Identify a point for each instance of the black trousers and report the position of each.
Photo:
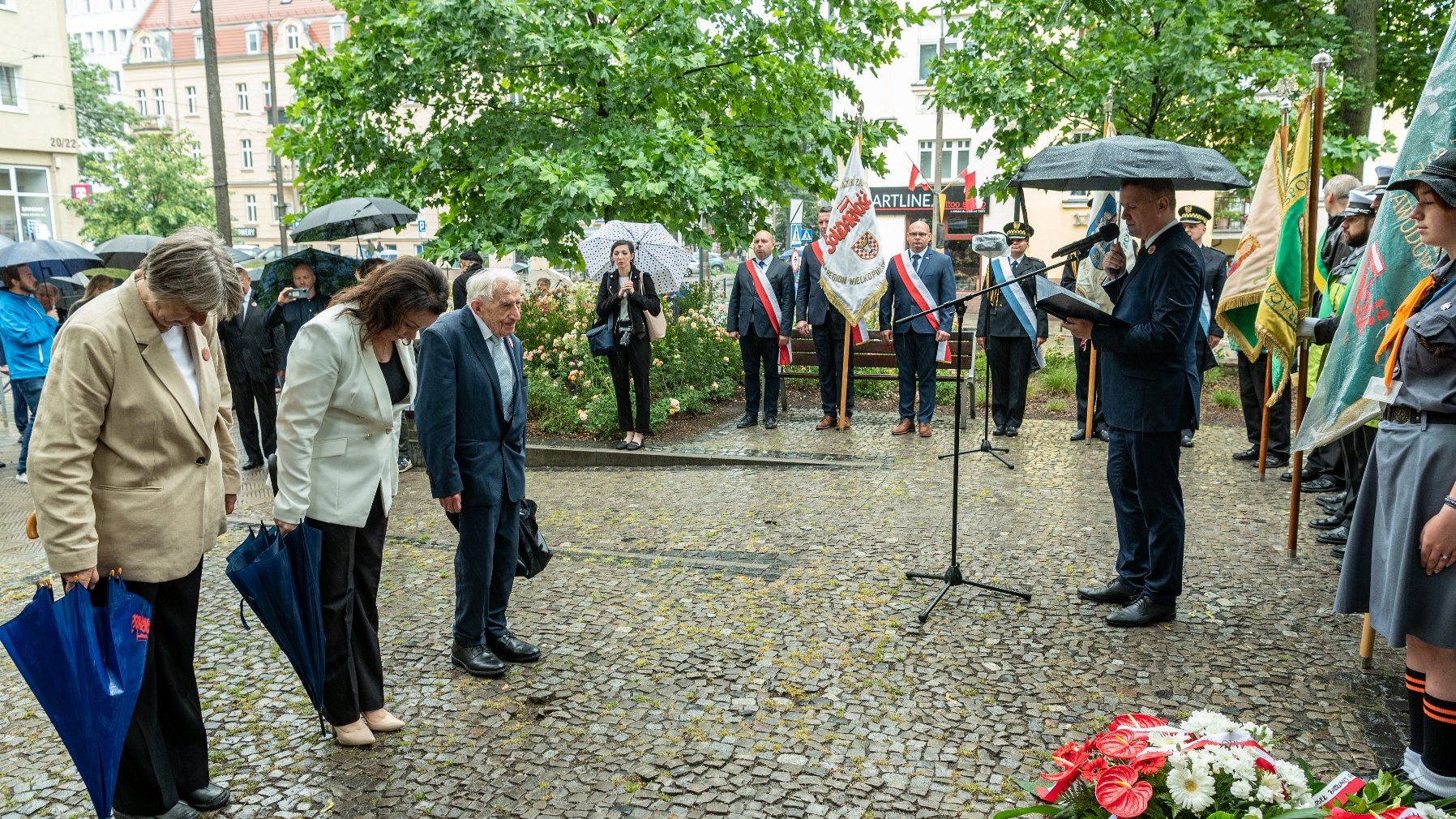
(349, 585)
(1355, 457)
(1009, 360)
(634, 360)
(829, 349)
(1084, 362)
(1141, 473)
(165, 753)
(1251, 395)
(760, 354)
(246, 395)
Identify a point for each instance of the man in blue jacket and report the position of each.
(27, 331)
(1149, 395)
(471, 414)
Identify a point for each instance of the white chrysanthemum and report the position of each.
(1192, 790)
(1201, 723)
(1428, 811)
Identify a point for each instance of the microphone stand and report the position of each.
(953, 574)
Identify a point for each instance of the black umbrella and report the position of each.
(351, 217)
(49, 257)
(126, 251)
(1103, 165)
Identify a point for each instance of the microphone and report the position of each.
(991, 245)
(1107, 234)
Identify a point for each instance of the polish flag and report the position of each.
(916, 178)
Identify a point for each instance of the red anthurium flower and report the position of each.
(1069, 755)
(1121, 745)
(1121, 793)
(1059, 783)
(1134, 722)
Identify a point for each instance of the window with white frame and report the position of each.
(9, 86)
(956, 157)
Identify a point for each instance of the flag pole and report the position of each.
(1321, 64)
(1284, 107)
(1107, 131)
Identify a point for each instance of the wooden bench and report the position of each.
(881, 354)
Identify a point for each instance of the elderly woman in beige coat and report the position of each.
(133, 468)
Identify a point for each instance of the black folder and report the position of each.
(1068, 305)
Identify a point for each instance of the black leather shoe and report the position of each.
(1324, 484)
(477, 661)
(1114, 592)
(179, 811)
(207, 799)
(513, 649)
(1141, 612)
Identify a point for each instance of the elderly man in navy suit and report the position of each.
(1149, 395)
(471, 413)
(918, 280)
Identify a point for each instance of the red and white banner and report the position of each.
(922, 298)
(770, 302)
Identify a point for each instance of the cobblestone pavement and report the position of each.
(744, 643)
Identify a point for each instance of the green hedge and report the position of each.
(570, 389)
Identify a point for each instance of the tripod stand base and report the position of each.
(953, 577)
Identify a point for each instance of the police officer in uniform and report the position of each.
(1008, 349)
(1214, 272)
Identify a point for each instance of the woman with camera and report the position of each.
(349, 378)
(627, 298)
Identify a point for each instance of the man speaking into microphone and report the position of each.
(1149, 397)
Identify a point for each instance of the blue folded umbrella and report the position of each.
(278, 577)
(85, 667)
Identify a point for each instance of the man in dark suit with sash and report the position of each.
(251, 353)
(918, 280)
(471, 411)
(1150, 395)
(828, 325)
(759, 311)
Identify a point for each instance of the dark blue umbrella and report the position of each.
(280, 581)
(85, 667)
(49, 257)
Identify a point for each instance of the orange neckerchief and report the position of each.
(1397, 331)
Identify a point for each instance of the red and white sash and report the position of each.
(922, 298)
(770, 303)
(859, 331)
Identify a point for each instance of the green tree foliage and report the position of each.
(100, 122)
(528, 120)
(1196, 73)
(155, 188)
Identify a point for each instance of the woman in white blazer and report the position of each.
(351, 373)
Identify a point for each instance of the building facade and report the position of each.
(38, 140)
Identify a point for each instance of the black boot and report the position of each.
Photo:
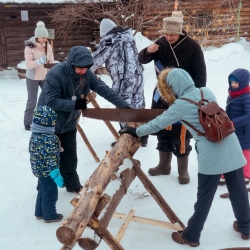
(164, 166)
(183, 170)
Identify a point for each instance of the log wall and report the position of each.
(14, 31)
(223, 21)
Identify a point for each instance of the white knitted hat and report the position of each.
(105, 26)
(40, 30)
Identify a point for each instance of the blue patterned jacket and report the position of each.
(44, 153)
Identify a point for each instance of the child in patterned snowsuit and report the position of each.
(44, 148)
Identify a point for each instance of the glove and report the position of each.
(41, 60)
(55, 175)
(81, 104)
(128, 130)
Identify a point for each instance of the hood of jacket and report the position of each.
(242, 76)
(174, 83)
(79, 56)
(120, 33)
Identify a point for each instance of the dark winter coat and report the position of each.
(60, 83)
(189, 57)
(238, 108)
(44, 153)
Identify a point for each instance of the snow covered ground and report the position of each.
(21, 231)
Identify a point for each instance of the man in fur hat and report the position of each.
(177, 50)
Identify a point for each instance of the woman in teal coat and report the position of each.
(213, 158)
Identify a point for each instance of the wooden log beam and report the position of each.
(103, 201)
(72, 228)
(127, 176)
(105, 234)
(151, 222)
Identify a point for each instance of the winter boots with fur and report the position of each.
(164, 166)
(182, 163)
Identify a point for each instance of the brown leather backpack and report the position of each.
(213, 119)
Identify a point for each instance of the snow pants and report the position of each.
(238, 195)
(68, 159)
(32, 89)
(46, 198)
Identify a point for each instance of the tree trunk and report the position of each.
(72, 228)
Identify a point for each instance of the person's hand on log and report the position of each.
(56, 176)
(152, 48)
(128, 130)
(81, 103)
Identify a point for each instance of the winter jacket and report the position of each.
(213, 158)
(185, 54)
(44, 153)
(62, 83)
(238, 108)
(117, 50)
(32, 52)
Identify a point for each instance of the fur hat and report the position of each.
(40, 30)
(44, 116)
(105, 26)
(172, 25)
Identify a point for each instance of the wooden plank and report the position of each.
(149, 221)
(125, 225)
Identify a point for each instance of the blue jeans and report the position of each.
(46, 198)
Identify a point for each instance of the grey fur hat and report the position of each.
(40, 30)
(172, 25)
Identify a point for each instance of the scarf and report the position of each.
(237, 93)
(35, 128)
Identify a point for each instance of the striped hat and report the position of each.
(44, 116)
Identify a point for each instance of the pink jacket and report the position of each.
(32, 52)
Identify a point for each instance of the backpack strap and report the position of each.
(195, 129)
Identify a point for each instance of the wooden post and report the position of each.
(125, 225)
(127, 176)
(155, 194)
(72, 228)
(84, 137)
(108, 123)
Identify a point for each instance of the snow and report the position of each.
(20, 230)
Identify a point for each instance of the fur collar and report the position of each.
(165, 91)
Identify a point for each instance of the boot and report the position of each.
(164, 166)
(183, 170)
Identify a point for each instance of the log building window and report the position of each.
(204, 19)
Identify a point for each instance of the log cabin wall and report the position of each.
(14, 31)
(209, 22)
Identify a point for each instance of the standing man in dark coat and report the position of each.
(65, 84)
(174, 49)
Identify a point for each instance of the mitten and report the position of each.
(41, 60)
(128, 130)
(81, 104)
(56, 176)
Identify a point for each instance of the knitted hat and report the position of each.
(233, 79)
(44, 116)
(105, 26)
(172, 25)
(40, 30)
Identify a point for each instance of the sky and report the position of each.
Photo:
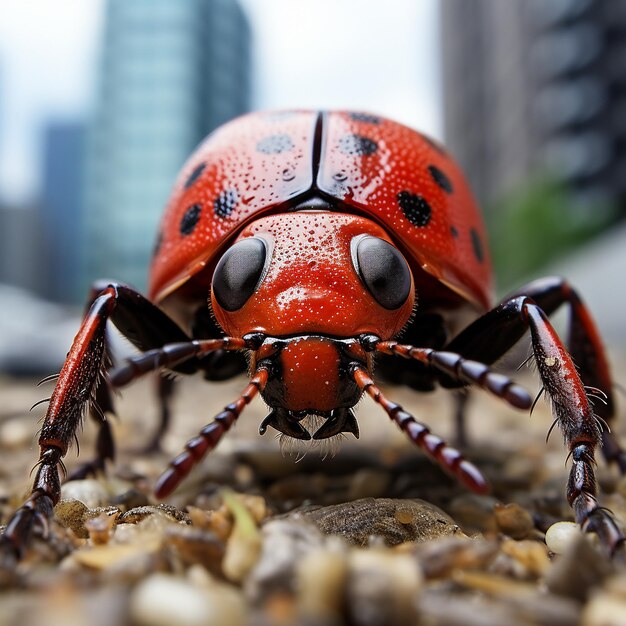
(380, 56)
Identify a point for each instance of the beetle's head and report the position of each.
(308, 286)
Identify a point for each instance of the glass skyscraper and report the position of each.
(171, 71)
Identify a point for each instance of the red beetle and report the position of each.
(317, 239)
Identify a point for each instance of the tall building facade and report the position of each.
(536, 85)
(62, 209)
(170, 73)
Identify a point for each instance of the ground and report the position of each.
(374, 535)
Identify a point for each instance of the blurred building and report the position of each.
(537, 85)
(23, 254)
(62, 208)
(171, 72)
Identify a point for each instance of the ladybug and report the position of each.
(312, 244)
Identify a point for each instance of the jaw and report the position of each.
(305, 425)
(310, 375)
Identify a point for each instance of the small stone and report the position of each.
(560, 535)
(439, 558)
(100, 527)
(286, 542)
(92, 493)
(368, 483)
(605, 609)
(395, 521)
(219, 522)
(474, 513)
(244, 544)
(16, 434)
(194, 545)
(115, 555)
(140, 513)
(382, 588)
(72, 513)
(321, 580)
(493, 584)
(162, 600)
(578, 570)
(532, 555)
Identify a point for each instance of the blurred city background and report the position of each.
(101, 101)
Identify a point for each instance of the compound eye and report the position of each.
(382, 269)
(239, 272)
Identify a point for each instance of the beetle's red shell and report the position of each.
(267, 162)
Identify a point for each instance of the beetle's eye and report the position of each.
(239, 272)
(382, 269)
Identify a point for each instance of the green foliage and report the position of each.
(538, 224)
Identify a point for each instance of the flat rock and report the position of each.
(394, 520)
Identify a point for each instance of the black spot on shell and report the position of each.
(193, 177)
(357, 145)
(477, 245)
(415, 208)
(275, 144)
(365, 117)
(157, 244)
(190, 219)
(440, 178)
(226, 202)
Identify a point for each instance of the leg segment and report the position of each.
(581, 428)
(172, 356)
(207, 438)
(493, 334)
(435, 447)
(461, 370)
(76, 389)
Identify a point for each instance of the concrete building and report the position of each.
(62, 209)
(536, 85)
(170, 73)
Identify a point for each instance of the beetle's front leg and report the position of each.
(496, 332)
(82, 384)
(75, 389)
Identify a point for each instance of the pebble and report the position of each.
(100, 527)
(513, 520)
(285, 542)
(578, 570)
(91, 492)
(163, 599)
(382, 588)
(244, 544)
(560, 535)
(321, 580)
(72, 514)
(604, 609)
(393, 520)
(141, 513)
(474, 513)
(439, 558)
(194, 545)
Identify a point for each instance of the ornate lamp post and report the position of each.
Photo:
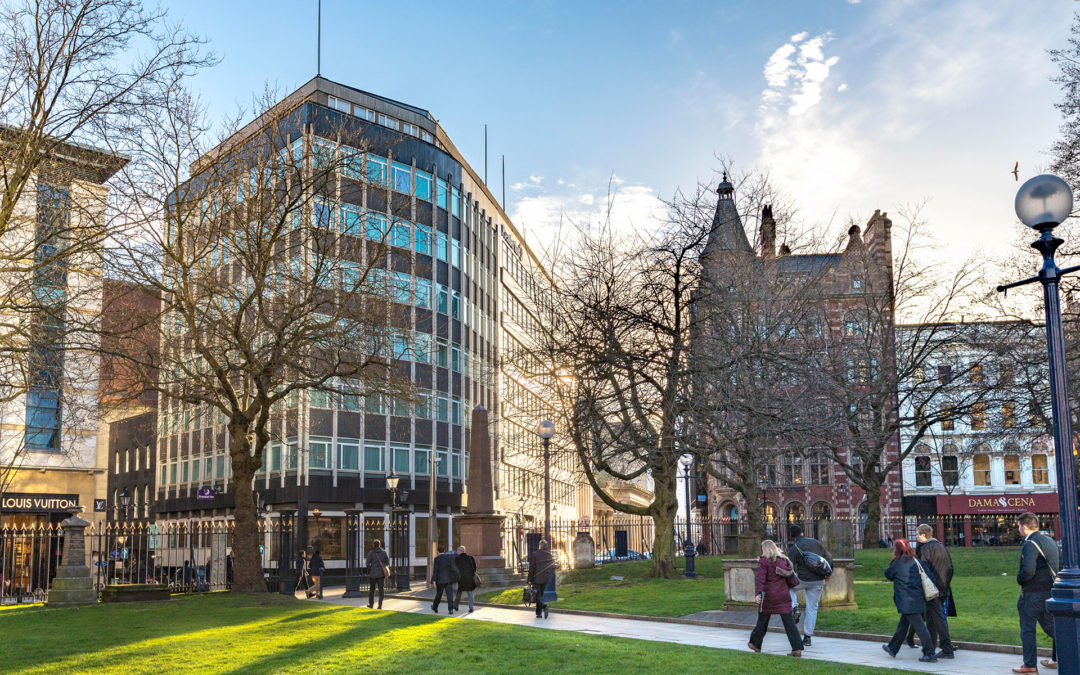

---------------

* **SET EXERCISE**
Present the material above as a JSON list of strings, one string per line, from its first line through the line containing "(1103, 165)", with both of those lines included and blank lines omitted. Leave the pictures out.

* **WORKED ANSWER**
[
  "Identify a point for each instance of the black trousers and report the position of each.",
  "Photo:",
  "(349, 585)",
  "(1355, 457)",
  "(1009, 360)",
  "(634, 360)",
  "(829, 349)",
  "(1084, 362)",
  "(1141, 473)",
  "(165, 753)",
  "(1251, 395)",
  "(760, 354)",
  "(246, 395)",
  "Identify a point for each instance of the man in blue jacket and report the position of each.",
  "(27, 331)",
  "(1149, 395)",
  "(471, 414)",
  "Identify a point for each instance of the white chrysanthemum and report the position of each.",
  "(1192, 790)",
  "(1201, 723)",
  "(1428, 811)",
  "Identify a point for each instance of the microphone stand and report the position of each.",
  "(953, 574)",
  "Identify a point for each instance of the black umbrella and report the position of each.",
  "(351, 217)",
  "(49, 257)",
  "(126, 251)",
  "(1103, 165)"
]